▶ Dataset rows:

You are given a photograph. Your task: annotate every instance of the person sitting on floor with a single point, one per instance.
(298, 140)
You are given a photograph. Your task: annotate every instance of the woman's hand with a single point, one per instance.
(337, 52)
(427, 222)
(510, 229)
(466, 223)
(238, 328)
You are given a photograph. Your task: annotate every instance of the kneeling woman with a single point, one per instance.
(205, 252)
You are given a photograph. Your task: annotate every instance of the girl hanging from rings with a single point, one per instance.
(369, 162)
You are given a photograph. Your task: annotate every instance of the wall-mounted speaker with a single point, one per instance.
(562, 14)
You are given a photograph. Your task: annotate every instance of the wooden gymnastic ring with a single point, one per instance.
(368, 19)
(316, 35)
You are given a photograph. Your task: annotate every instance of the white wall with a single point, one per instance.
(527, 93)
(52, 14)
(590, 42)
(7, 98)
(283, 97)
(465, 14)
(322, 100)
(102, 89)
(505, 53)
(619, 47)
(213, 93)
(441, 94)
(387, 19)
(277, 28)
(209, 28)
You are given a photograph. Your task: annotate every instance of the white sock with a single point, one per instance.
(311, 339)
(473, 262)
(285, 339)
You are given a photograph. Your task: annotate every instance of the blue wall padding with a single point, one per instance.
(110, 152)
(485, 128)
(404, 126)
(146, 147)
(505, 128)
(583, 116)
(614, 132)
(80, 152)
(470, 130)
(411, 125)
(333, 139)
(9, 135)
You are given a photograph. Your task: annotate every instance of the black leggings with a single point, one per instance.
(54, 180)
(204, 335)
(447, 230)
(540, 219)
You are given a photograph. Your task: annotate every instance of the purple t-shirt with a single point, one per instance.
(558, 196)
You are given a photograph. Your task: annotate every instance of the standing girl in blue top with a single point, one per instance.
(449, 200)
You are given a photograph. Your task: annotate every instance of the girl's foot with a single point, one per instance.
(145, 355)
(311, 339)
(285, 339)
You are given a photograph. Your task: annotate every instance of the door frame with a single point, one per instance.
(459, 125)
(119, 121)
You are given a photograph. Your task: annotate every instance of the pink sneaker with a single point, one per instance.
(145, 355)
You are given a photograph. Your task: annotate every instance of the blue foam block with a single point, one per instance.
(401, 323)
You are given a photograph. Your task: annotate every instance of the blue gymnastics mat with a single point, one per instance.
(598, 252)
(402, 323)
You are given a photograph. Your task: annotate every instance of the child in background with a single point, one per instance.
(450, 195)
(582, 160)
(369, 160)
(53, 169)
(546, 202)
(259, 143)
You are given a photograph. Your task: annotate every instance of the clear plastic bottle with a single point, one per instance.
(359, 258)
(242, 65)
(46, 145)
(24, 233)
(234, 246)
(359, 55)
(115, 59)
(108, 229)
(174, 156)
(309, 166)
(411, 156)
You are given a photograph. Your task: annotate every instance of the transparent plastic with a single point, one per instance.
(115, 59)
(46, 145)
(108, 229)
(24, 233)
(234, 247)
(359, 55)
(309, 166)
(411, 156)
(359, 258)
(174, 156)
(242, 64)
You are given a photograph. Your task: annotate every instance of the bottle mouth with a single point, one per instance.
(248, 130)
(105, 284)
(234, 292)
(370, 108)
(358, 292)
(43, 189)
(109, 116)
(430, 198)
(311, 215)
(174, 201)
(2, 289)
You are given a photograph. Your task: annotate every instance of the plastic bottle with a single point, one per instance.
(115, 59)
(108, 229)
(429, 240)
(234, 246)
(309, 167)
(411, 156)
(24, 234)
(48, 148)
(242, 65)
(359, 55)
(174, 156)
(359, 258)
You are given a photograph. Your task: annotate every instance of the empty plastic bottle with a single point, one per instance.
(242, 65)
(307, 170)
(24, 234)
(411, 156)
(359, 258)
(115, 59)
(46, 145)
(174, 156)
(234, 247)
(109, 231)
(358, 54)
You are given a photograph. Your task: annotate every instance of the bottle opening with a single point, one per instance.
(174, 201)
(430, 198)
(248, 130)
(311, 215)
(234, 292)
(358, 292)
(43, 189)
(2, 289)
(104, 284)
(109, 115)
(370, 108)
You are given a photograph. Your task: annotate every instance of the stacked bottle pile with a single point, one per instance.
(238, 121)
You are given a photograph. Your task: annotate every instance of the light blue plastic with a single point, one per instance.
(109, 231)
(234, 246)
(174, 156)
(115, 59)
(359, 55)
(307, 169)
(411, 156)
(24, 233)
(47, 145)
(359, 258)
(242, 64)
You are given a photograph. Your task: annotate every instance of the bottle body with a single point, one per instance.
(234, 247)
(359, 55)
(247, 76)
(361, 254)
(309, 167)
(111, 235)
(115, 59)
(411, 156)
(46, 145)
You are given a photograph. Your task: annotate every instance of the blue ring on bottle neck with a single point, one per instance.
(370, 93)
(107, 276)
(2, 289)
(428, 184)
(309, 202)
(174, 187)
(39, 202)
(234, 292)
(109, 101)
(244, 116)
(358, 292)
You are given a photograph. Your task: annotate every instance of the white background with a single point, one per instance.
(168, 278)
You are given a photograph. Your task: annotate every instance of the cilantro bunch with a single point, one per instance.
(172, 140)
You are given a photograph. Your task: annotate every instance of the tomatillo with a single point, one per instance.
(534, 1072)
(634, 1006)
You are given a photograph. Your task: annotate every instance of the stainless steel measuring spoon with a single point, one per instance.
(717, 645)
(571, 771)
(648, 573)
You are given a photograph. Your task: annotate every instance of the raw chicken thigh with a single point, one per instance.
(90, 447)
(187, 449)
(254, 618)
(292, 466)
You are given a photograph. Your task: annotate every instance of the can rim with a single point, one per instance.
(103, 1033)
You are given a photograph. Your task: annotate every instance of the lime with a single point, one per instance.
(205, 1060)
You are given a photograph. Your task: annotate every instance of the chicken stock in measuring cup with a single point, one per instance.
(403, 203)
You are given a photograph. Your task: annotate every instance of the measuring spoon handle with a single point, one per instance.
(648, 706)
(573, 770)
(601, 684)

▶ Your objective: Rewrite every one of the lines above, swapping "annotate" for "label" and leaving everything else unchanged.

▶ Response to this exercise:
You are given a photograph. Your task: label every instance of the person sitting on floor with a single point, one per instance.
(298, 140)
You are given a photograph. Your task: label every instance of the woman's hand with a single point, one per instance.
(337, 52)
(427, 222)
(510, 229)
(466, 223)
(238, 328)
You are given a photograph. Your task: label every instance of the kneeling woman with a single point, one per instance.
(205, 252)
You are given a photograph. Your task: label every instance of the girl hanging from rings with a single point, one per instance.
(369, 162)
You are given a photograph. Your task: label every instance of the wall-mounted speaker with a single point, one per instance.
(562, 14)
You are given a photograph. Your task: label every instance of the wooden gymnastic ring with a single point, one per instance.
(368, 19)
(316, 35)
You are given a photograph. Your task: label every instance of the white wall with a single point, one per instance.
(527, 93)
(52, 14)
(590, 42)
(7, 98)
(283, 97)
(465, 14)
(322, 100)
(102, 89)
(505, 53)
(619, 47)
(213, 93)
(441, 94)
(387, 19)
(277, 28)
(209, 28)
You are given a photograph. Your task: label every instance of the white sock with a single point, one per instance.
(311, 339)
(473, 262)
(285, 339)
You are given a photograph. Your task: label every instance of the blue wall padding with a single point, one per instance.
(110, 152)
(485, 128)
(404, 126)
(146, 147)
(505, 128)
(583, 116)
(614, 132)
(80, 152)
(470, 130)
(411, 125)
(333, 139)
(9, 135)
You are given a photograph. Your task: label every instance of the black leggings with a single point, one per instance.
(54, 180)
(204, 335)
(447, 230)
(540, 219)
You are given a photograph. Your task: label every instance of the purple t-shirt with a single point, one per instance.
(558, 196)
You are given a photograph. Your task: label every instance of the standing girl in blue top with a single point, one per instance.
(449, 200)
You are given a photograph. Your task: label every instance of the girl's foot with a single point, one per instance.
(145, 355)
(311, 339)
(285, 339)
You are given a photograph. Your task: label every instance of the door frame with a single point, one per instance.
(459, 125)
(119, 121)
You are given a photograph. Your task: label every instance of the pink sneaker with a single point, one per instance.
(145, 355)
You are given a photograph. Your task: label every instance of the blue foam block with a single point, one per instance.
(401, 323)
You are given a photograph. Your task: label every instance of the blue gymnastics mat with a single point, one per instance.
(598, 252)
(402, 323)
You are given a photograph. Your task: label every instance of the child in background with a single point, one per instance.
(450, 195)
(582, 160)
(369, 160)
(53, 169)
(546, 202)
(259, 143)
You are given a photograph. Your task: label every instance of the clear plastic bottle with a single point, one per instance.
(359, 258)
(242, 65)
(46, 145)
(24, 233)
(234, 246)
(359, 55)
(115, 59)
(108, 229)
(174, 156)
(309, 166)
(411, 156)
You are given a photograph. Your task: label every instance of the transparent plastic with a single point, one per instance.
(115, 59)
(46, 145)
(108, 229)
(24, 233)
(234, 247)
(359, 55)
(309, 166)
(411, 156)
(359, 258)
(174, 156)
(242, 64)
You are given a photograph. Your task: label every instance of the bottle mouth with a single point, one per instance.
(248, 130)
(105, 284)
(234, 292)
(370, 108)
(358, 292)
(43, 189)
(109, 116)
(430, 198)
(311, 215)
(174, 201)
(2, 289)
You are given a photograph. Your task: label every instance of the plastic bottle with a single point, one per instance.
(115, 59)
(108, 229)
(429, 240)
(234, 246)
(309, 167)
(411, 156)
(24, 234)
(48, 148)
(242, 65)
(359, 55)
(174, 156)
(359, 258)
You are given a photograph. Your task: label every instance of the empty plastic bottle with a single point, one per instance.
(242, 65)
(307, 170)
(24, 234)
(411, 156)
(359, 258)
(115, 59)
(46, 145)
(174, 156)
(234, 247)
(109, 231)
(358, 54)
You are given a photograph. Your task: label every instance of the bottle opening with a single point, one per instance.
(174, 201)
(430, 198)
(248, 130)
(311, 215)
(234, 292)
(358, 292)
(43, 189)
(2, 289)
(104, 284)
(109, 115)
(370, 108)
You are given a photograph. Your task: label every instance of the stacked bottle pile with a single point, one per instance.
(238, 121)
You are given a photograph. Your task: label every instance of the light blue plastic with a single point, one per instance.
(109, 231)
(234, 246)
(174, 156)
(115, 59)
(359, 55)
(307, 169)
(411, 156)
(24, 233)
(47, 145)
(359, 258)
(242, 64)
You are given a photograph. Your task: label every instance of the bottle body with a single point, one per instance.
(234, 247)
(359, 55)
(247, 76)
(361, 254)
(309, 167)
(111, 235)
(115, 59)
(411, 156)
(46, 145)
You are given a photograph. Your task: label every instance of the blue ring on bottle neck with a single point, one per instance.
(370, 93)
(107, 276)
(2, 289)
(428, 184)
(309, 202)
(174, 187)
(39, 202)
(234, 292)
(109, 101)
(244, 116)
(358, 292)
You are given a photograph. Your task: label every instance of the white background with a single point, one per instance.
(168, 278)
You are given a photograph. Your task: label every instance of the cilantro bunch with a single point, one per instance.
(172, 140)
You are given a photograph. Your task: label every instance of the tomatillo with a single point, one per instance.
(534, 1072)
(634, 1006)
You are given a photograph. Your task: label every instance of the stainless steel measuring spoon with a single point, one per instance.
(717, 645)
(571, 771)
(648, 573)
You are given a photograph. Your task: label every instance of the raw chicken thigh with a single point, one per instance.
(90, 447)
(187, 449)
(254, 618)
(292, 466)
You are given a photograph. Your task: label every instance of the can rim with a single point, one per instance.
(103, 1033)
You are given a photograph. Your task: label every instance of the lime with a single point, one per instance.
(205, 1060)
You are given a photograph. Your task: label every instance of the chicken stock in measuring cup with a single point, one per instance.
(403, 203)
You are given a photograph. Your task: label every instance of the measuring spoon handle with a single point, one per instance.
(648, 706)
(573, 770)
(601, 684)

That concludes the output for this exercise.